** USING THE INFORMATION **
**a)** In the text on the birth of Esau and Jacob, shorten the paragraph that begins "The second comes out holding the heel" while keeping its main facts.
**b)** Carry on the commentary on the birth of Esau and Jacob, starting after its final sentence.

** DOCUMENT SECTION **
Start of Block
Bereshit · בְּרֵאשִׁית · Genesis

The Birth of Esau and Jacob

וְיָצַא הָרִאשׁוֹן אַדְמוֹנִי
Genesis 25:24–26
Genesis 25:25–26
וְיָצְאוּ הָרִאשׁוֹן אַדְמוֹנִי כֻּלּוֹ כְּאַדֶּרֶת שֵׂעָר
Vayetze ha-rishon admoni, kullo k’aderet se‘ar.
““And the first came out red, all over like an hairy garment; and they called his name Esau. And after that came his brother out, and his hand took hold on Esau’s heel; and his name was called Jacob.””
The Birth of Esau and Jacob

Named at the Gate

The first son comes out red — אַדְמוֹנִי (admoni) — and covered entirely with hair like a garment. He is called Esav (Esau), a name whose etymology the Torah does not explain here, though later tradition connects it to עָשׂה (’asah, made, done) — he came out fully formed, complete. The description is of someone physical, external, present.

The second comes out holding the heel of the first. וְיָדוֹ אֹחֶזֶת בְּעֲקֵב עֵשָׂו — “and his hand was grasping the heel of Esau.” He is named Ya’akov (Jacob), from עַקֵב (’akev, heel). The name is both descriptive and prophetic. He is a heel-grasper, a supplanter. What he does in the womb he will do his entire life.
End of Block
** STUDY MATERIAL **
Start of Block
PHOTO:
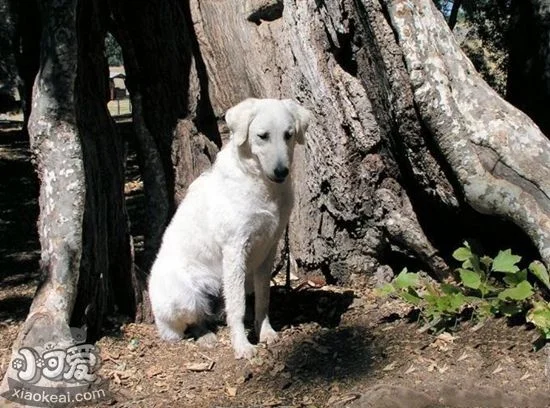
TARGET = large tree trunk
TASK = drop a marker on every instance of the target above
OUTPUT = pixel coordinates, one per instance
(529, 67)
(387, 171)
(85, 244)
(409, 153)
(175, 129)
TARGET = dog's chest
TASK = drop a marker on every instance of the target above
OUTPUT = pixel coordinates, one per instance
(265, 222)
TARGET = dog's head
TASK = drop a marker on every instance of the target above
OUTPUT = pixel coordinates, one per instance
(269, 129)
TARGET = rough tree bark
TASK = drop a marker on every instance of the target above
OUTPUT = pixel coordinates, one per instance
(173, 121)
(409, 153)
(387, 168)
(83, 228)
(529, 68)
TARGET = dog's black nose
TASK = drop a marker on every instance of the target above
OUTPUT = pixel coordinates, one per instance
(281, 172)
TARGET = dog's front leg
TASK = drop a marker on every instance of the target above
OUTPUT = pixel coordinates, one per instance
(262, 277)
(234, 272)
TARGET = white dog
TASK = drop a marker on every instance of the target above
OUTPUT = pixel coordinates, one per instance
(224, 234)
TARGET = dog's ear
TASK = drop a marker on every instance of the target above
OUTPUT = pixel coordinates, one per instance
(238, 119)
(302, 117)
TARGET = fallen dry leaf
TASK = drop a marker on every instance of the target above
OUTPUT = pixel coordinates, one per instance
(153, 371)
(390, 366)
(498, 369)
(464, 356)
(411, 369)
(525, 376)
(206, 366)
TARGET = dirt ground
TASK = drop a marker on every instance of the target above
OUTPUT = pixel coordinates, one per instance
(339, 346)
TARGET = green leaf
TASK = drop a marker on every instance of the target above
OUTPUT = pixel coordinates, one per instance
(515, 279)
(457, 301)
(520, 292)
(487, 261)
(510, 309)
(405, 279)
(449, 289)
(539, 270)
(470, 279)
(506, 262)
(384, 290)
(539, 315)
(462, 254)
(485, 288)
(411, 298)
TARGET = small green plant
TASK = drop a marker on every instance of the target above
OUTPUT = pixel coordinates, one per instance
(483, 287)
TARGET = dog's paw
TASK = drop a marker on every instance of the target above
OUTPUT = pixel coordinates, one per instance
(207, 340)
(268, 335)
(245, 350)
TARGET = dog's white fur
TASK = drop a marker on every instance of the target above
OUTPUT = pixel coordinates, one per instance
(224, 234)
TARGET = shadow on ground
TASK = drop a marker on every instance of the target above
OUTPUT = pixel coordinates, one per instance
(15, 308)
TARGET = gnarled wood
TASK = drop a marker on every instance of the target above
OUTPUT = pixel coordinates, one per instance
(499, 156)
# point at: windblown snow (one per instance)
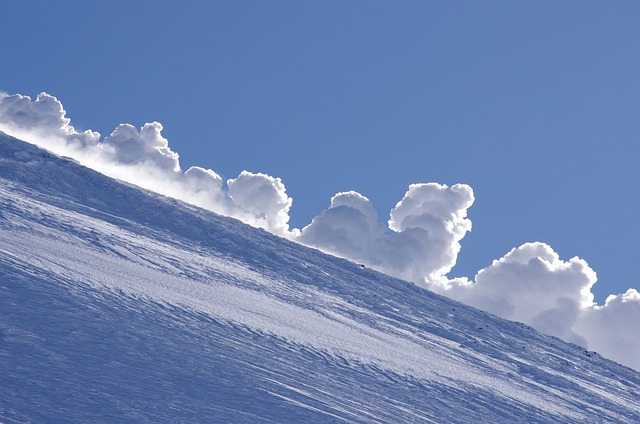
(120, 305)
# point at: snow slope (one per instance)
(118, 305)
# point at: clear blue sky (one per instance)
(534, 104)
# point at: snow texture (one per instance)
(119, 305)
(419, 243)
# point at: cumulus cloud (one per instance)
(531, 284)
(420, 241)
(612, 329)
(143, 157)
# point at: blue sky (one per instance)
(533, 104)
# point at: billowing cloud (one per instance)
(143, 157)
(420, 242)
(612, 329)
(145, 147)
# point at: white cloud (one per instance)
(420, 242)
(147, 146)
(531, 284)
(612, 329)
(143, 157)
(261, 200)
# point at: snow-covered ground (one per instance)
(118, 305)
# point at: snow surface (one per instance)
(119, 305)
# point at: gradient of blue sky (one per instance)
(534, 104)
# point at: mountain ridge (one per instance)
(273, 331)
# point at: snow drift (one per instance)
(119, 305)
(420, 242)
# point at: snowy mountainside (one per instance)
(119, 305)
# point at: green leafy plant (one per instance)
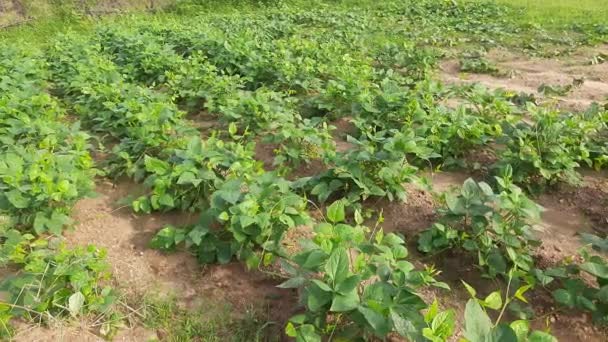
End of Block
** ANSWERS TO THIS EXERCISE **
**a)** The second son is born grasping Esau's heel. He is named Ya'akov (Jacob), from 'akev, "heel," a name that is both descriptive and prophetic. He is a heel-grasper and a supplanter, and what he does in the womb he will do all his life.

**b)**
Isaac is sixty years old at their birth (v.26). He was forty when he married Rebekah (v.20). Twenty years of waiting, then twins born in the same moment, named for their nature at birth. The oracle given to Rebekah before they were born is now embodied: two peoples, one grasping the other’s heel from the first second.

Key Hebrew
עַקֵב
‘Akev — Heel. The root appears three times in the Jacob story in three related senses: as his name (Ya’akov), as the physical action at birth (grasping the heel), and later in Esau’s bitter words after losing the blessing: “Is he not rightly named Jacob? For he has supplanted me (וַיַּעְקְבֵנִי, vayya’qveni)” (27:36). The name the Torah gives here becomes the accusation made later.